--- Start RECORDS SHOWN ---

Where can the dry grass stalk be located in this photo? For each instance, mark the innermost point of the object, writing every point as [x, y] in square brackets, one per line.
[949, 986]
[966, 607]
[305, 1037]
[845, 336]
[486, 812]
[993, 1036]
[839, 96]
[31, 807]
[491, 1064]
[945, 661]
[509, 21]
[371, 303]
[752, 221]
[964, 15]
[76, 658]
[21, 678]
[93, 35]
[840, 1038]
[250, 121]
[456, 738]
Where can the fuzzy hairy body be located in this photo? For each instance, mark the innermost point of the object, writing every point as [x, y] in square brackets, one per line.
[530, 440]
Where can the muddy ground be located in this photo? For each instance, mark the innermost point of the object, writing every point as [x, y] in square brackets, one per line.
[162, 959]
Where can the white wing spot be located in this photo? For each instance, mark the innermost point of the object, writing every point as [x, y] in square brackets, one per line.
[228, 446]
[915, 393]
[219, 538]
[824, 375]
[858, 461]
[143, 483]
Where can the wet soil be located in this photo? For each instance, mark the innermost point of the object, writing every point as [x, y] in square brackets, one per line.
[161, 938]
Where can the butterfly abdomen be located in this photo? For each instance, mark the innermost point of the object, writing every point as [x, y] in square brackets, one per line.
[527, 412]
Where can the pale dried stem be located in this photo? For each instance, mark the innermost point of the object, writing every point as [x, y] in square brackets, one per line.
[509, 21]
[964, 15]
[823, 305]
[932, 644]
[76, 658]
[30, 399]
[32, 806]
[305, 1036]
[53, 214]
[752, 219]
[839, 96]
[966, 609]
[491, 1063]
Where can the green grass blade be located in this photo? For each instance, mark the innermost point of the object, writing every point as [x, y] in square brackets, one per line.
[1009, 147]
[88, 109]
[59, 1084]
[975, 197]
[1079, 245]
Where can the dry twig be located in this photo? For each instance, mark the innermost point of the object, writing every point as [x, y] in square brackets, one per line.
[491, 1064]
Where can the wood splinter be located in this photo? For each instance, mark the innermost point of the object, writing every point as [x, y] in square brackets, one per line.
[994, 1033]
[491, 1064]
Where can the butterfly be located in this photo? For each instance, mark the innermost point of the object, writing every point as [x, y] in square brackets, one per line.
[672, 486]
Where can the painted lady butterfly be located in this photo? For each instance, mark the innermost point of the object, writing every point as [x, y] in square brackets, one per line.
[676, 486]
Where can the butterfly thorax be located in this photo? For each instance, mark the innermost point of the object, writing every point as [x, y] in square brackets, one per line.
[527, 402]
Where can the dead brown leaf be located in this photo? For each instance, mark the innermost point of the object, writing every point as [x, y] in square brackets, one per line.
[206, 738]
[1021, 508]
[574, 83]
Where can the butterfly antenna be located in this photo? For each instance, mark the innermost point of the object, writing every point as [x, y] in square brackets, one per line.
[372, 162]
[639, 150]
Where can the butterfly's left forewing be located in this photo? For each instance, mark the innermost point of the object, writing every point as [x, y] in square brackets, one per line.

--- End RECORDS SHOWN ---

# WHAT YOU HAVE TO DO:
Copy all of the entries above word for word, keeping every line in its original order.

# THE OUTPUT:
Where can the dry grass stalk be located in this photo? For each instance, mark the innermost point of the object, writing every point as [x, y] in square brackets, one per line.
[949, 986]
[966, 607]
[305, 1037]
[845, 336]
[486, 812]
[993, 1036]
[839, 96]
[31, 807]
[491, 1064]
[945, 661]
[509, 21]
[371, 303]
[752, 221]
[964, 15]
[76, 658]
[21, 678]
[93, 35]
[840, 1038]
[250, 121]
[456, 738]
Where can the fuzzy hairy body be located in this photo? For each instance, mark the innermost point of the object, writing every point as [x, y] in square brackets, one per line.
[530, 440]
Where can the muddy ground be located in this photo? For each instance, mark the innermost point of the object, writing every point as [x, y] in square brackets, one per line.
[162, 959]
Where can the white wing spot be located in this photo? For each instance, mark the innermost point of the object, writing every point as [x, y] in square brackets, one per line.
[228, 446]
[915, 393]
[219, 538]
[824, 375]
[858, 461]
[143, 483]
Where can the wet soil be located in this photo? For each instance, mark the innermost point of the object, writing every point as [x, y] in square brackets, one per line.
[161, 938]
Where can the butterfly abdomen be located in this photo? For each instance, mark the innermost point of the object, writing every point as [x, y] in square brackets, one per line.
[527, 412]
Where can the pale dried stem be located in this photo? For each instance, mark the innermost point of the object, writing every point as [x, y] in square brackets, one per line.
[509, 21]
[964, 15]
[823, 305]
[932, 644]
[76, 658]
[30, 399]
[32, 806]
[305, 1036]
[53, 214]
[752, 219]
[839, 96]
[966, 609]
[491, 1063]
Where can the green grass blade be located in this photo? For each instance, mark the innermost point of the object, writing every point as [x, y] in square brackets, one per line.
[1009, 147]
[88, 109]
[59, 1084]
[975, 197]
[1079, 245]
Where can the dry twig be located in this photo? For each instance, mark the innermost point of the object, writing every point as [x, y] in square brackets, one per line.
[491, 1064]
Where can the wood splinter be located in this photo? For each instance, mark the innermost point of the object, writing every point as [x, y] in square brackets, one per line.
[994, 1033]
[491, 1064]
Where can the butterfly be located in this photo? For each instance, mark the innermost point of the object, writing every point as [x, y] in square brackets, one per line.
[672, 486]
Where can the painted lady butterfly be located in this photo? For each instance, mark the innermost point of the object, writing every point as [x, y] in square brackets, one per line.
[676, 486]
Where can the butterfly thorax be located in this photo? For each instance, mark the innermost point of the object, writing every point as [x, y] in square brackets, one per line.
[527, 402]
Where can the dead brown leaf be located in this photo? For each instance, mark the innermost point of the object, writing every point as [x, y] in square brackets, one per line.
[206, 738]
[1021, 508]
[574, 83]
Where can the butterfly antenna be located in this photo? For each instance, mark the innermost point of the object, writing every point as [x, y] in square brackets, one per line.
[372, 162]
[639, 150]
Where can the butterfly's left forewing be located in this photo? For each instance, mark the innermost point of the object, writing every point as [x, y] in square brackets, one per line.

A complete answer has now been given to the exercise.